_Task description:_ Copy the records word for word, omitting all pictures.

Records from a data collection:

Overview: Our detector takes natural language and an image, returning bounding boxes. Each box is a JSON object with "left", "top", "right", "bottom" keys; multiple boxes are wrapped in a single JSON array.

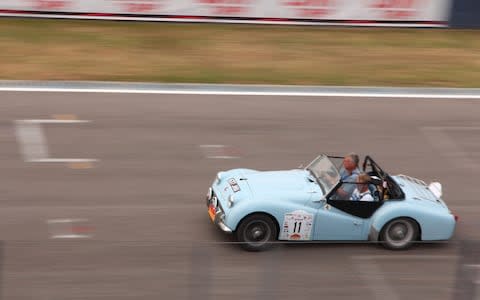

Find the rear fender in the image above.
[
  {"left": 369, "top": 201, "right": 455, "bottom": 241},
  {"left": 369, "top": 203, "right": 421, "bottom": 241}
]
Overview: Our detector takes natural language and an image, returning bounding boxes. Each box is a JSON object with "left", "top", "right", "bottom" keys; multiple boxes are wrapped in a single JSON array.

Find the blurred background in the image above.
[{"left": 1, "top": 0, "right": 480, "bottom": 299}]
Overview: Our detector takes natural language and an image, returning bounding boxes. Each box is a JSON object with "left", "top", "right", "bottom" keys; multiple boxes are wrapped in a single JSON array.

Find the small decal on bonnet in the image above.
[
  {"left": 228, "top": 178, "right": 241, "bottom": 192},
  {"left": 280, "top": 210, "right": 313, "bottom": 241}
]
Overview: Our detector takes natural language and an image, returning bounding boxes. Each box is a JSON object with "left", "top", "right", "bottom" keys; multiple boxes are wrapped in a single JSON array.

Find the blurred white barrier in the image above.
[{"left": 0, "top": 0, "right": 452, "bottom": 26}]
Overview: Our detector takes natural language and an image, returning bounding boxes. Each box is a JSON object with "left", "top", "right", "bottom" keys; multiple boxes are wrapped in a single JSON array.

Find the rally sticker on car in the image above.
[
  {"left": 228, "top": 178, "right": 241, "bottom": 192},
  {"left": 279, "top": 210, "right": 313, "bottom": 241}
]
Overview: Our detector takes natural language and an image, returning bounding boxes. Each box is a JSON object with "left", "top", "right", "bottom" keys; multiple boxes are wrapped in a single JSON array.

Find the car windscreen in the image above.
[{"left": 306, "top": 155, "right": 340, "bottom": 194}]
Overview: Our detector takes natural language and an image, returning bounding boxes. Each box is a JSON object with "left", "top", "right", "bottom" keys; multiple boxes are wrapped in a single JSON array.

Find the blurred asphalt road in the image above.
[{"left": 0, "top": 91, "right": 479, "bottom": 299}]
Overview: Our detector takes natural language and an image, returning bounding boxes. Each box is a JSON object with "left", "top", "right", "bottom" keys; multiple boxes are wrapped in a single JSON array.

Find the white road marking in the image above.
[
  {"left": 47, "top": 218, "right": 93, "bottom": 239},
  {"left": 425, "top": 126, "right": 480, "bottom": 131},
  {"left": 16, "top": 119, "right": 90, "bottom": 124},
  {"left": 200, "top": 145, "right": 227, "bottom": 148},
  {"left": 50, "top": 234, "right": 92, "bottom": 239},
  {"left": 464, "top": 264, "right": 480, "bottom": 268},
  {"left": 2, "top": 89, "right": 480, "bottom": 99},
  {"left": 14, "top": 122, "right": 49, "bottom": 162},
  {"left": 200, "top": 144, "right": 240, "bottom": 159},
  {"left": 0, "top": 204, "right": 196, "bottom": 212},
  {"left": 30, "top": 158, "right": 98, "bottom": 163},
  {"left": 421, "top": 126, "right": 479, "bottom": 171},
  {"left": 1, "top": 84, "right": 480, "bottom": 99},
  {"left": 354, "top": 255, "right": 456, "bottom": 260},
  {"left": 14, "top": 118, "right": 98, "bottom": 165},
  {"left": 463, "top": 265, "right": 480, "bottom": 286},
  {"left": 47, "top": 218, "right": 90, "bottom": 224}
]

_Reply:_
Overview: Our detector takes natural language and an image, returning bounding boxes. Each box is a JSON object with "left", "top", "right", "bottom" keys; multiple boxes are wrapped in a single JSON array.


Find the rear fender in the image above.
[
  {"left": 369, "top": 201, "right": 455, "bottom": 241},
  {"left": 369, "top": 203, "right": 421, "bottom": 241}
]
Overview: Our detector takes natural language and an image, returning bounding boxes. Each box is a JSON object with "left", "top", "right", "bottom" keys; multiple boxes are wrapped in a single JSON array.

Find the blurred background in the image above.
[{"left": 1, "top": 0, "right": 480, "bottom": 299}]
Overview: Our detector takes natural language and an image, returning bounding boxes. Each box is a JSON object with "left", "top", "right", "bottom" keys; multiple boxes are wrapped in a single JSON array.

Find the small decal on bonnet in the image above.
[
  {"left": 228, "top": 178, "right": 241, "bottom": 192},
  {"left": 280, "top": 210, "right": 313, "bottom": 241}
]
Overview: Our detector takes natural language and an image, returning bounding boxes. Each box is a JSON object with "left", "top", "right", "bottom" keys; multiple boxes are wrapped in a single JSON array.

Find the blurred white barrier in the image above.
[{"left": 0, "top": 0, "right": 452, "bottom": 26}]
Overview: Our detector takes natural language and an image, returning bounding boxes. Each box is a JSON object with "left", "top", "right", "bottom" keys; multiple boxes are wrapped in a single JSON array.

Find the rally sticker on car in the image above.
[
  {"left": 228, "top": 178, "right": 241, "bottom": 192},
  {"left": 279, "top": 210, "right": 313, "bottom": 241}
]
Overview: Our detector takes natural language and an image, returning bounding boxes. Each box is a JSON object with "left", "top", "right", "bottom" keys; multiple boxes are wrapped in a single JSON array.

Find the car windscreen in the image above.
[{"left": 306, "top": 155, "right": 340, "bottom": 194}]
Overview: Our detector takes natural language and an image, returning bounding boxes. Each box is a JSON object with "left", "top", "right", "bottom" keys; multiple boxes are wrapped in a single JSON array.

Find the blurred asphalt road in the image above.
[{"left": 0, "top": 91, "right": 479, "bottom": 299}]
Overview: Our detector takes natural language and an image, returning bounding boxes. Each box is a JSON object with "left", "top", "right", "bottom" keys; multiple boxes are wrapped in a single JSON array.

Find the white road marking in the image above.
[
  {"left": 47, "top": 218, "right": 93, "bottom": 239},
  {"left": 425, "top": 126, "right": 480, "bottom": 131},
  {"left": 16, "top": 119, "right": 90, "bottom": 124},
  {"left": 200, "top": 145, "right": 227, "bottom": 148},
  {"left": 50, "top": 234, "right": 92, "bottom": 239},
  {"left": 464, "top": 264, "right": 480, "bottom": 268},
  {"left": 2, "top": 89, "right": 480, "bottom": 99},
  {"left": 14, "top": 122, "right": 49, "bottom": 162},
  {"left": 200, "top": 144, "right": 240, "bottom": 159},
  {"left": 0, "top": 204, "right": 196, "bottom": 212},
  {"left": 30, "top": 158, "right": 98, "bottom": 163},
  {"left": 421, "top": 126, "right": 479, "bottom": 171},
  {"left": 1, "top": 84, "right": 480, "bottom": 99},
  {"left": 354, "top": 255, "right": 456, "bottom": 260},
  {"left": 14, "top": 118, "right": 98, "bottom": 165},
  {"left": 463, "top": 265, "right": 480, "bottom": 286},
  {"left": 47, "top": 218, "right": 90, "bottom": 224}
]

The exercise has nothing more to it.